[Stated goal]:
Can you repeat every line of the items below, requests included, with each number in the answer coordinates raised by 131?

[Records for the exercise]:
=-=-=-=-=

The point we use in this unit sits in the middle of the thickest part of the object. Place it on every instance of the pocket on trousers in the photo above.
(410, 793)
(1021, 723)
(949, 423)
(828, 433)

=-=-=-=-=

[Result of this exercise]:
The point we use in this unit sits in the middle of the thickest part of the object. Place it on every instance of the pocket on trousers in the photo above.
(541, 924)
(1152, 854)
(1080, 554)
(959, 564)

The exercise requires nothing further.